* **TASK INSTRUCTIONS**:
Leave out every picture, then transcribe the rest of the listing exactly.

Named-object pointing records

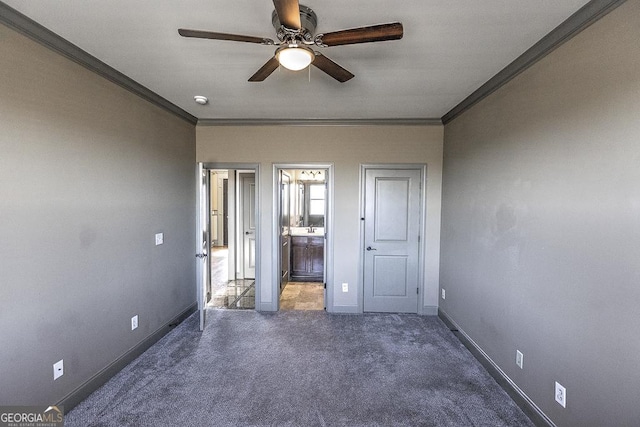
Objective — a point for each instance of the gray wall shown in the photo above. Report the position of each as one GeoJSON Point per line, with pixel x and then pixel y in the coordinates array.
{"type": "Point", "coordinates": [541, 225]}
{"type": "Point", "coordinates": [346, 147]}
{"type": "Point", "coordinates": [88, 174]}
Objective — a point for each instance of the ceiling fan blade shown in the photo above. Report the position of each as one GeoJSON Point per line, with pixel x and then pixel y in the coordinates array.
{"type": "Point", "coordinates": [223, 36]}
{"type": "Point", "coordinates": [374, 33]}
{"type": "Point", "coordinates": [265, 71]}
{"type": "Point", "coordinates": [289, 13]}
{"type": "Point", "coordinates": [331, 68]}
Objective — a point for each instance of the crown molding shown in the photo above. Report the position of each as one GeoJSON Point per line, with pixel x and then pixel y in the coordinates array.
{"type": "Point", "coordinates": [25, 25]}
{"type": "Point", "coordinates": [577, 22]}
{"type": "Point", "coordinates": [320, 122]}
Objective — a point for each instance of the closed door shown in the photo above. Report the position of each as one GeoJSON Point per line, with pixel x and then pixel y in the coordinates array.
{"type": "Point", "coordinates": [202, 240]}
{"type": "Point", "coordinates": [249, 225]}
{"type": "Point", "coordinates": [391, 244]}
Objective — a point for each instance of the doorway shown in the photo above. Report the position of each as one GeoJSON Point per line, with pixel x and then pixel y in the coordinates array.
{"type": "Point", "coordinates": [230, 211]}
{"type": "Point", "coordinates": [302, 195]}
{"type": "Point", "coordinates": [392, 228]}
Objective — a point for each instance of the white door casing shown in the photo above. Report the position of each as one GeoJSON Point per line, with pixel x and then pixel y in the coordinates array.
{"type": "Point", "coordinates": [392, 206]}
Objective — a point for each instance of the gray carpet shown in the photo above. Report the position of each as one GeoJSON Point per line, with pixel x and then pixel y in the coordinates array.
{"type": "Point", "coordinates": [302, 368]}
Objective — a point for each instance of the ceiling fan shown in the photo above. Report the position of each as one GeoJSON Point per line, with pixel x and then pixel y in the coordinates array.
{"type": "Point", "coordinates": [295, 25]}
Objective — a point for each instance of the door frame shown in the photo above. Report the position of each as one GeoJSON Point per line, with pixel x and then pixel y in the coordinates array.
{"type": "Point", "coordinates": [249, 167]}
{"type": "Point", "coordinates": [328, 230]}
{"type": "Point", "coordinates": [422, 246]}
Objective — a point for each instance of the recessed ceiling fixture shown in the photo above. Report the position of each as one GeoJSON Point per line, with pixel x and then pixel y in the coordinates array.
{"type": "Point", "coordinates": [297, 40]}
{"type": "Point", "coordinates": [202, 100]}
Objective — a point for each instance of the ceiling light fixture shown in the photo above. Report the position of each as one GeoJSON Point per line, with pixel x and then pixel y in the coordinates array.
{"type": "Point", "coordinates": [295, 57]}
{"type": "Point", "coordinates": [202, 100]}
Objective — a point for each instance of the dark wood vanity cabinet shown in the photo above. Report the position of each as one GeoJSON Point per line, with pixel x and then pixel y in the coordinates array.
{"type": "Point", "coordinates": [307, 258]}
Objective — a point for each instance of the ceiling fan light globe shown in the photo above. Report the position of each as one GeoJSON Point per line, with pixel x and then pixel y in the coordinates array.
{"type": "Point", "coordinates": [294, 57]}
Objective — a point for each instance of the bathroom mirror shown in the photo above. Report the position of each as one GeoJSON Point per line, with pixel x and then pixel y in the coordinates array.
{"type": "Point", "coordinates": [309, 206]}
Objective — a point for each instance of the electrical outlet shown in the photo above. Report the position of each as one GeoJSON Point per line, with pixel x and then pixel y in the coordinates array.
{"type": "Point", "coordinates": [519, 358]}
{"type": "Point", "coordinates": [58, 369]}
{"type": "Point", "coordinates": [561, 395]}
{"type": "Point", "coordinates": [134, 322]}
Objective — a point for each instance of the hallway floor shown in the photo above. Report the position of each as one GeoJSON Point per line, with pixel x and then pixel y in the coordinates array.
{"type": "Point", "coordinates": [240, 294]}
{"type": "Point", "coordinates": [302, 296]}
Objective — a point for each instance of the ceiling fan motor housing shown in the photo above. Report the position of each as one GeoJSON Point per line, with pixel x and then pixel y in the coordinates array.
{"type": "Point", "coordinates": [308, 24]}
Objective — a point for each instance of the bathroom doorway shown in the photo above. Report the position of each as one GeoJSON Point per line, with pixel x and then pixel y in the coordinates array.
{"type": "Point", "coordinates": [302, 197]}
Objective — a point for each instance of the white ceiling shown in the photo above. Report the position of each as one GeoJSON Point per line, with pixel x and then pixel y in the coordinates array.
{"type": "Point", "coordinates": [449, 49]}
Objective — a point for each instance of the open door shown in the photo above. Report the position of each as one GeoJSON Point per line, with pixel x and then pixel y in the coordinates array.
{"type": "Point", "coordinates": [248, 217]}
{"type": "Point", "coordinates": [202, 240]}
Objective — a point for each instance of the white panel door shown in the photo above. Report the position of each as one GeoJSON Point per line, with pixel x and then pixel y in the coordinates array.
{"type": "Point", "coordinates": [202, 240]}
{"type": "Point", "coordinates": [391, 244]}
{"type": "Point", "coordinates": [249, 225]}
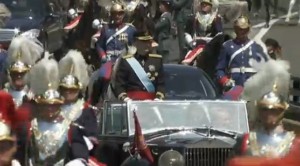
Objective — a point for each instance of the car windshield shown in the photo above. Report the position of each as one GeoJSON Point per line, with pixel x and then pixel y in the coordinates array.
{"type": "Point", "coordinates": [25, 8]}
{"type": "Point", "coordinates": [157, 116]}
{"type": "Point", "coordinates": [189, 86]}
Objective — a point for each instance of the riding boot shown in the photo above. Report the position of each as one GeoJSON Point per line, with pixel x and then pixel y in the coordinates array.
{"type": "Point", "coordinates": [292, 3]}
{"type": "Point", "coordinates": [275, 9]}
{"type": "Point", "coordinates": [267, 6]}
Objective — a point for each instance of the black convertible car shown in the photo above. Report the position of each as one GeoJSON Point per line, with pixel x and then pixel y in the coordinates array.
{"type": "Point", "coordinates": [189, 127]}
{"type": "Point", "coordinates": [44, 15]}
{"type": "Point", "coordinates": [189, 133]}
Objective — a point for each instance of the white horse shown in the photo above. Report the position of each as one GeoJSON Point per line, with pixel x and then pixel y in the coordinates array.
{"type": "Point", "coordinates": [291, 6]}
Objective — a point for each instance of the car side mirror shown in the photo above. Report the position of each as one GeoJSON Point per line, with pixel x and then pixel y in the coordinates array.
{"type": "Point", "coordinates": [97, 24]}
{"type": "Point", "coordinates": [51, 17]}
{"type": "Point", "coordinates": [72, 13]}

* **CORRECT RESULT**:
Objective — a point for each instance of the gray wall shown in the photo above. Report the position of each as one GeoJSON Point per line, with pixel x and then pixel y in the coordinates array.
{"type": "Point", "coordinates": [541, 225]}
{"type": "Point", "coordinates": [346, 147]}
{"type": "Point", "coordinates": [88, 174]}
Objective — a point for each instance of the ceiling fan blade shown in the photo above. Report the position of each as one GeoJSON Point per line, with pixel x and then pixel y in the coordinates array.
{"type": "Point", "coordinates": [223, 36]}
{"type": "Point", "coordinates": [374, 33]}
{"type": "Point", "coordinates": [265, 71]}
{"type": "Point", "coordinates": [289, 13]}
{"type": "Point", "coordinates": [331, 68]}
Objective — a point for each instance of the crown molding shown in the photo above. Report the position of each as one GeoJSON Point per line, with pixel x and then pixel y in the coordinates array.
{"type": "Point", "coordinates": [25, 25]}
{"type": "Point", "coordinates": [577, 22]}
{"type": "Point", "coordinates": [320, 122]}
Objective — a point for each instance of the closed door shown in the photo above. Report the position of each as one GeoJSON Point per line, with pixel x and then pixel y in the coordinates array.
{"type": "Point", "coordinates": [202, 240]}
{"type": "Point", "coordinates": [249, 225]}
{"type": "Point", "coordinates": [391, 244]}
Objective — a point for each instance of the doorway shown in the photo above. Report the position of each as one GeoJSON Point per line, with pixel x and then pixel y in the coordinates array.
{"type": "Point", "coordinates": [230, 211]}
{"type": "Point", "coordinates": [302, 195]}
{"type": "Point", "coordinates": [392, 228]}
Objective — a point for each instance of the white door casing shown in the photo above. Report the position of each as one GeoJSON Point per line, with pixel x and then pixel y in the coordinates array.
{"type": "Point", "coordinates": [392, 206]}
Objective — a point for each instance of the gray carpet shown in the photo above. Report the position of each as one GeoJSON Point per line, with pixel x and then pixel y in the coordinates array.
{"type": "Point", "coordinates": [302, 368]}
Objective — a point for each instance of the ceiling fan shown in the photo above. Report the position of each as one GeoJSON Point per line, with pixel x and then pixel y in the coordinates array.
{"type": "Point", "coordinates": [295, 25]}
Objective — a point for each instance of the door frame shown in the photo above. Report the position of each as one GeoJSON Point per line, with pixel x and then pixel y in the coordinates array.
{"type": "Point", "coordinates": [249, 167]}
{"type": "Point", "coordinates": [328, 230]}
{"type": "Point", "coordinates": [422, 246]}
Objective — a point for each instance of the recessed ceiling fixture shown in the photo above. Report the position of each as one GeoJSON Point per line, with pixel x and then pixel y in the coordinates array.
{"type": "Point", "coordinates": [297, 40]}
{"type": "Point", "coordinates": [202, 100]}
Objective — a point for each instance of the ceiling light fixture shown in the photo above. Report the position of each as one GeoJSON Point per line, with pixel x and then pixel y in the coordinates array.
{"type": "Point", "coordinates": [295, 57]}
{"type": "Point", "coordinates": [202, 100]}
Objective — a point for each instance of the dark wood vanity cabinet shown in the photo above. Report the position of each as one GeoJSON Point per line, with pixel x and then pixel y in the coordinates array.
{"type": "Point", "coordinates": [307, 258]}
Objective — a point for each instance of the ceiling fan light globe shown in the photo above. Report the position of each as one GeoJSON Point per line, with pixel x and then pixel y in the coordinates array.
{"type": "Point", "coordinates": [294, 57]}
Objective — a point for each instance of the bathroom mirror shown in the photo above. Report the position of each as one GeoJSON Point per line, with pixel x and then pixel y in the coordinates array.
{"type": "Point", "coordinates": [309, 206]}
Objective — a point for each instance of the electrical outlet shown in the photo above. Report the position of each as one GeoJSON Point per line, with pixel x and then pixel y in the coordinates array.
{"type": "Point", "coordinates": [519, 358]}
{"type": "Point", "coordinates": [58, 369]}
{"type": "Point", "coordinates": [561, 395]}
{"type": "Point", "coordinates": [134, 322]}
Objective — a point for each instance of the hallway floor shown in the photo above. Report the position of each as one GeoJSON Point per line, with pixel x and then pixel y in the coordinates array.
{"type": "Point", "coordinates": [240, 294]}
{"type": "Point", "coordinates": [302, 296]}
Objective — a point for each instance of the ceiling fan motor housing shown in the photo above. Report the position of each as one GeoJSON Point per line, with pixel x and then pixel y in the coordinates array.
{"type": "Point", "coordinates": [308, 24]}
Objective — a point for each instance of the bathroom doorway shown in the photo above. Report the position of each as one GeoJSON Point per line, with pixel x and then pixel y in the coordinates array.
{"type": "Point", "coordinates": [302, 197]}
Objective — a point for each instance of the white ceiling shown in the photo above. Report the position of each as one GeoJSON Point per line, with pixel x and then pixel y in the coordinates array.
{"type": "Point", "coordinates": [449, 49]}
Objective — a point for each instance of the open door shown in the photo above. Report the position of each as one GeoJSON Point per line, with pixel x and then pixel y in the coordinates array.
{"type": "Point", "coordinates": [248, 217]}
{"type": "Point", "coordinates": [202, 240]}
Objective — a point for each instance of the white panel door shown in the photo above. Report the position of each as one GeoJSON Point per line, with pixel x and then pixel y in the coordinates array.
{"type": "Point", "coordinates": [202, 240]}
{"type": "Point", "coordinates": [391, 244]}
{"type": "Point", "coordinates": [249, 225]}
Objective — a point for each instance of the car windshield shown in the photo above. Report the position of each as one GeoJSON Point per line, with pixel x and then pixel y in the coordinates array.
{"type": "Point", "coordinates": [25, 8]}
{"type": "Point", "coordinates": [157, 116]}
{"type": "Point", "coordinates": [189, 86]}
Objective — a point for each instance of the riding boot shown in the photo above. Report the position of each as one GeoJSON Point per line, with pixel x and then pixel y in the coordinates array.
{"type": "Point", "coordinates": [292, 3]}
{"type": "Point", "coordinates": [275, 9]}
{"type": "Point", "coordinates": [267, 6]}
Objective — a point for each instance of the black convertible car shown in the photo above. Report the position of each as one GeoJSON Point per line, with pixel x and then pixel y in the coordinates array.
{"type": "Point", "coordinates": [189, 127]}
{"type": "Point", "coordinates": [44, 15]}
{"type": "Point", "coordinates": [189, 133]}
Objective — a point for each instance of the white horse shown in the photo above. Report the position of each as one GeoJSON Point per line, with pixel x and then pixel y in the coordinates array.
{"type": "Point", "coordinates": [291, 6]}
Objective — a point for each instance of the car side mirror shown in the photo above. Report the position of each as one GeoJSON Point per line, with pixel x and then pixel y in the coordinates array.
{"type": "Point", "coordinates": [97, 24]}
{"type": "Point", "coordinates": [51, 17]}
{"type": "Point", "coordinates": [72, 13]}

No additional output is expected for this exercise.